The Venezuelan coup opens the gates to a new era of imperial plunder.

: Protesters participate in a rally near the U.S. embassy to denounce the U.S. attack on Venezuela on January 05, 2026 in Seoul, South Korea.

Protesters participate in a rally near the US embassy to denounce the US attack on Venezuela on January 5, 2026, in Seoul, South Korea.

(Chung Sung-Jun / Getty Images)

Donald Trump started 2026 with a coup and a kidnapping, using the American military to abduct Venezuelan President Nicolás Maduro and his wife, Celia Flores. Trump’s violation of Venezuelan sovereignty is a crime against both the American Constitution and international law. More terrifyingly, it appears to be just the beginning. 

On Saturday, Trump gloated to Fox News, “This incredible thing last night. We have to do it again [in other countries]. We can do it again, too. Nobody can stop us.” Trump is, unfortunately, correct. The normal check on an out-of-control president is Congress, but the Republicans who control it are all too eager to abdicate their constitutional responsibilities. Another potential restraining force is the international community. But both America’s biggest allies and biggest rivals (notably China and Russia) have signaled that they will offer no more than pro forma rhetorical objections to Trump’s nakedly imperialist foreign policy.

As a result, Trump is drunk on war. The spectacle of violence on behalf of naked plunder gives him a sense of power. During his press conference on Saturday, Trump exulted, “Overwhelming American military power, air, land, and sea was used to launch a spectacular assault, and it was a—an assault like people have not seen since World War II.” With his domestic support flailing and his reputation threatened by new revelations of his ties to the late pedophile Jeffrey Epstein, Trump is turning to foreign policy as an arena where he can still flex his muscles. This is especially true in the Western Hemisphere, where the United States has long enjoyed a de facto sphere of influence under the dubious justification of the Monroe Doctrine.

*Input data*.
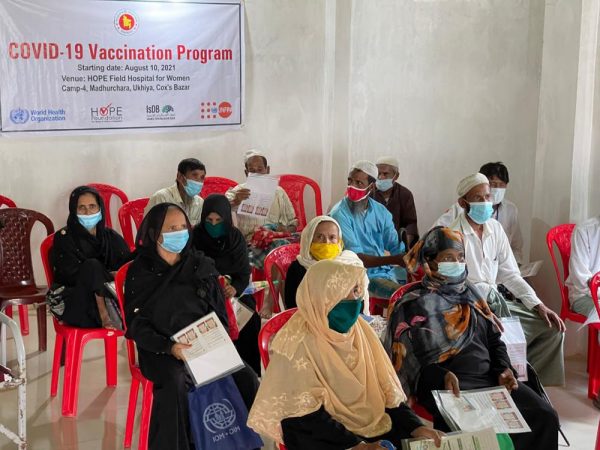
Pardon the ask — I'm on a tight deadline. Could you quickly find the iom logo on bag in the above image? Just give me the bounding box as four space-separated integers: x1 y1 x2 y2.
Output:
202 399 235 433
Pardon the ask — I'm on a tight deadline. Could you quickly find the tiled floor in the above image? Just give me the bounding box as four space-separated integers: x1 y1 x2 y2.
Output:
0 316 600 450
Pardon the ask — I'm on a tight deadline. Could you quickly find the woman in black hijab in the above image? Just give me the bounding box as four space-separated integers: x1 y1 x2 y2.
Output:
50 186 131 328
193 194 261 373
125 203 258 450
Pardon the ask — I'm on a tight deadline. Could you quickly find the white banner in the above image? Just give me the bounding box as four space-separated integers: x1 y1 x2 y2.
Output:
0 0 244 134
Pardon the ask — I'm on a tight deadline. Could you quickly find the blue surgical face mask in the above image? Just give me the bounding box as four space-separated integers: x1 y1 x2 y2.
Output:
375 178 394 192
183 178 204 197
467 202 494 225
438 262 466 278
159 230 190 253
327 298 362 333
77 211 102 230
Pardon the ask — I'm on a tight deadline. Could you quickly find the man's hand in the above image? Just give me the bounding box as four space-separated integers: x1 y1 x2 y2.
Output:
231 188 250 206
498 369 519 392
533 303 567 333
171 342 191 360
411 426 444 447
444 372 460 397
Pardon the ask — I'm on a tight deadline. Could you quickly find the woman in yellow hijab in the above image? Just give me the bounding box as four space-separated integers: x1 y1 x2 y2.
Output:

*Required task 1*. Please give the rows as a numbered list, leaving out blank lines, from the line with "find the man's" up to and including the last line of the rows.
*Required task 2*. Carry the piece on the Venezuelan coup further, starting after its last sentence.

*Written reply 1*.
1. Pardon the ask — I'm on a tight deadline. Could you quickly find the man's hand in the above image? Just give me the bounding box as four space-separated integers: x1 y1 x2 y2.
2. Output:
3. 231 188 250 206
4. 498 369 519 392
5. 533 303 567 333
6. 171 342 191 360
7. 411 426 444 447
8. 444 372 460 397
9. Pardon the ask — I'm on a tight deadline. Could you quickly find the woman in yellow hijab in the above image? Just give me the bounding box as four space-separated integers: x1 y1 x2 y2.
10. Output:

*Written reply 2*.
In his press conference, Trump noted, “Monroe Doctrine is a, a big deal, but we’ve superseded it by a lot. By a real lot. They now call it the ‘Donroe’ Document.” The Donroe Document (or Donroe Doctrine) is in fact nothing less than naked imperialism, based on the idea that the Western Hemisphere is the de facto property of the United States. In the press conference, Trump repeatedly justified the coup on Venezuela as necessary because the nation’s oil resources belong to American companies. “We’re going to run the country until such time as we can do a safe, proper, and judicious transition,” Trump said. He added, “Massive oil infrastructure was taken like we were babies, so we didn’t do anything about it. I would have done something about it. America will never allow foreign powers to rob our people or drive us back into and out of our own hemisphere.”

After Venezuela, Trump is eyeing other nations in the Western Hemisphere to attack. In an interview with The Atlantic on Sunday, he said, “We do need Greenland, absolutely.” He said Greenland was “surrounded by Russian and Chinese ships.” In his Fox News interview, Trump said, “Something is going to have to be done with Mexico.” Trump’s secretary of state, Marco Rubio, on Sunday told Meet the Press that “the Cuban government is a huge problem” and “they are in a lot of trouble.” Trump also threatened military action against Colombia and Iran.

Trump’s bravado needs to be distinguished from what he is actually capable of. The focus on the Western Hemisphere, where the US has overwhelming military superiority and where no rival power possesses nuclear weapons, is itself a sign of a superpower in retreat. Trump’s recent National Security Strategy, released in November, notably eschewed great-power completion with China and Russia. As journalist Noah Kulwin argues, “American imperial hegemony appears as unchecked as ever but this behavior of a power in decline, looking for weaker and weaker opponents to beat up on in lieu of any other national project.”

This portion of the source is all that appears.